Rangers
- President: William McBeath
- Ground: Flesher's Haugh
- Scottish Cup: Second round
- Top goalscorer: League: All: Moses McNeil, David Gibb (1)
| Home colours |
- 1875–76 →

= 1870s Rangers F.C. seasons =

Rangers were founded in 1872, and began competitive play in 1874. The team then participated in the Scottish Cup during every season for the rest of the decade. Though they did not win the Scottish cup during the 1870s, Rangers reached the final round twice.

==1874–75 season==

The 1874–75 season was the first season of competitive football by Rangers.

===Overview===
Rangers entered the Scottish Cup for the first time and reached the second round where they lost to Dumbarton after a replay.

Between 1873 and 1879, Rangers played in their now traditional royal blue shirts and white shorts.

===Scottish Cup===

| Date | Round | Opponents | H / A | Result F–A | Scorers | Attendance |
|---|---|---|---|---|---|---|
| 10 October 1874 | First round | Oxford | A | 2–0 | M. McNeil, Gibb |  |
| 28 November 1874 | Second round | Dumbarton | H | 0–0 |  |  |
| 12 December 1874 | Second round | Dumbarton | A | 0–1 |  |  |

==1875–76 season==

The 1875–76 season was the second season of competitive football by Rangers.

===Overview===
Rangers entered the Scottish Cup for the second time. They equalled their previous best in the competition by reaching the second round where they lost to 3rd Lanark RV after a replay.

===Scottish Cup===

| Date | Round | Opponents | H / A | Result F–A | Scorers | Attendance |
|---|---|---|---|---|---|---|
| 16 October 1875 | First round | 1st Lanark RV | H | 7–0 | J. Campbell (3), Watson (2), P. Campbell, Phillips |  |
| 30 October 1875 | Second round | 3rd Lanark RV | A | 1–0 | P. Campbell |  |
| 13 November 1875 | Second round replay | 3rd Lanark RV | H | 1–2 | M. McNeil | 2,000 |

- Notes

===Friendlies===

| Date | Opponents | H / A | Result F–A | Scorers | Attendance |
|---|---|---|---|---|---|
| 11 September 1875 | Vale of Leven | H | 1–1 |  |  |
| 18 March 1876 | Clydesdale | H | 0–0 |  |  |

==1876–77 season==

The 1876–77 season was the third season of competitive football by Rangers.

> **Given data**

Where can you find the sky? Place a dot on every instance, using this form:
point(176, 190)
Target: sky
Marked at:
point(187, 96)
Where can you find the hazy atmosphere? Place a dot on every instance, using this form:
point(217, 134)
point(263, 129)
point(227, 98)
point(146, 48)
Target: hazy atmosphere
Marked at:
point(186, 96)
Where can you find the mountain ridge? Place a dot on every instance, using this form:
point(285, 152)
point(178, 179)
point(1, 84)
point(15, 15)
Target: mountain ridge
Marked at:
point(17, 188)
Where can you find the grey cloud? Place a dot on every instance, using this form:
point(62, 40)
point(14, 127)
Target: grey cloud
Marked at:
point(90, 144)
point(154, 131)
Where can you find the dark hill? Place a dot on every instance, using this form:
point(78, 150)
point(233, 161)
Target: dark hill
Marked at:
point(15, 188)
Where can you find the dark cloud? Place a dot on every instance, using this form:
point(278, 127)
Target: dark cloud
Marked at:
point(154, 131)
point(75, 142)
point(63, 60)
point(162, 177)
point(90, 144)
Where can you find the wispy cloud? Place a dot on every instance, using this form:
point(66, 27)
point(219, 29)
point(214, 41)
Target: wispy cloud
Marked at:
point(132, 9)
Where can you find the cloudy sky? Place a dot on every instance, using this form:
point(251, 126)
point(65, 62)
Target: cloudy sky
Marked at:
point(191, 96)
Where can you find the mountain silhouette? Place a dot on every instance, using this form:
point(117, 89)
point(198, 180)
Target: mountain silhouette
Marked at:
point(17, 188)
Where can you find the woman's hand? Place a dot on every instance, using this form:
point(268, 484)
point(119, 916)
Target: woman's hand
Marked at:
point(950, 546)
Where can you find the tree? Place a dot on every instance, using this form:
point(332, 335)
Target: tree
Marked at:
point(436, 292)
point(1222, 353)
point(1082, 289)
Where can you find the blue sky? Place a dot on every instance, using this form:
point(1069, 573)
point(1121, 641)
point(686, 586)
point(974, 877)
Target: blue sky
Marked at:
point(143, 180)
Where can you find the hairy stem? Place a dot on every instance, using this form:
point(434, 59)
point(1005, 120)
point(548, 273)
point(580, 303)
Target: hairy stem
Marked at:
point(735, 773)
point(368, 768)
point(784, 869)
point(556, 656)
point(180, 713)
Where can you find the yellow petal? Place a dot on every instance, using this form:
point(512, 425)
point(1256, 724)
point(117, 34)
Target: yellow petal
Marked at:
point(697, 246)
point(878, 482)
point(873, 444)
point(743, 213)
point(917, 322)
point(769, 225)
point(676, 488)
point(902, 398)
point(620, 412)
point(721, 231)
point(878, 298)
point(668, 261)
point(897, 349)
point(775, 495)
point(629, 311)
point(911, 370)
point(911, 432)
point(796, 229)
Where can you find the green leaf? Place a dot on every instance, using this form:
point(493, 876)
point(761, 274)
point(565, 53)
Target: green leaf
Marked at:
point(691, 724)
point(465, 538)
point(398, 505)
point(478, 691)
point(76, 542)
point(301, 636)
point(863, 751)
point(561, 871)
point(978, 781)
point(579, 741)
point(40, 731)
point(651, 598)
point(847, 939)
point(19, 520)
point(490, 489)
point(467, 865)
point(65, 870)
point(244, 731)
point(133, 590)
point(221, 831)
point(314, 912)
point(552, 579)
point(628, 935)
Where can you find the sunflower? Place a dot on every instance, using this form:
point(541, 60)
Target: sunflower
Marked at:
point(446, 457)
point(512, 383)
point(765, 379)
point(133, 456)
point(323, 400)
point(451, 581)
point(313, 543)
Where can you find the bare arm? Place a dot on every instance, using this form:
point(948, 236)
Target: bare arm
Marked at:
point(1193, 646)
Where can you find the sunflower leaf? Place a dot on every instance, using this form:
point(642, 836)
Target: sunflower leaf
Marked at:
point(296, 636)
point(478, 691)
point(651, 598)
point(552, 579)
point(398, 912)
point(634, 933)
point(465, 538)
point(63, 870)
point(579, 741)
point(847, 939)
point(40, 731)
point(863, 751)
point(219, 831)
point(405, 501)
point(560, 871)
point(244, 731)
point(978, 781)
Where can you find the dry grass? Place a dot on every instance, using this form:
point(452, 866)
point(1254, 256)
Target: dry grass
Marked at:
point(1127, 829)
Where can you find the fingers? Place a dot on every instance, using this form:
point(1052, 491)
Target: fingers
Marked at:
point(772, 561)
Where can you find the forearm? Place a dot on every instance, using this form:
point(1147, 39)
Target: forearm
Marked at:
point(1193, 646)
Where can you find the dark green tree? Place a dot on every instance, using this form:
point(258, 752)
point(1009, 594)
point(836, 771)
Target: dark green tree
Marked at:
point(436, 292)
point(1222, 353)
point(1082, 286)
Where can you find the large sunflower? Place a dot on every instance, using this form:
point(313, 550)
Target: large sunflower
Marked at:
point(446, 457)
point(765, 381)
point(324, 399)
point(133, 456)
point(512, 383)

> **Request A**
Answer these from the Rangers seasons article:
(i) In what year were Rangers founded?
(ii) Which team beat Rangers in the second round of the 1874–75 Scottish Cup?
(iii) What was the attendance at the 13 November 1875 second round replay?
> **Request B**
Duplicate the lines of the listing from the one containing "Where can you find the dark green" through the one containing "point(1082, 286)", with both of those lines included.

> **Reply A**
(i) 1872
(ii) Dumbarton
(iii) 2,000

> **Reply B**
Where can you find the dark green tree? Place a dot on every instance, using this form:
point(258, 752)
point(1009, 594)
point(836, 771)
Target: dark green tree
Marked at:
point(436, 292)
point(1222, 353)
point(1082, 286)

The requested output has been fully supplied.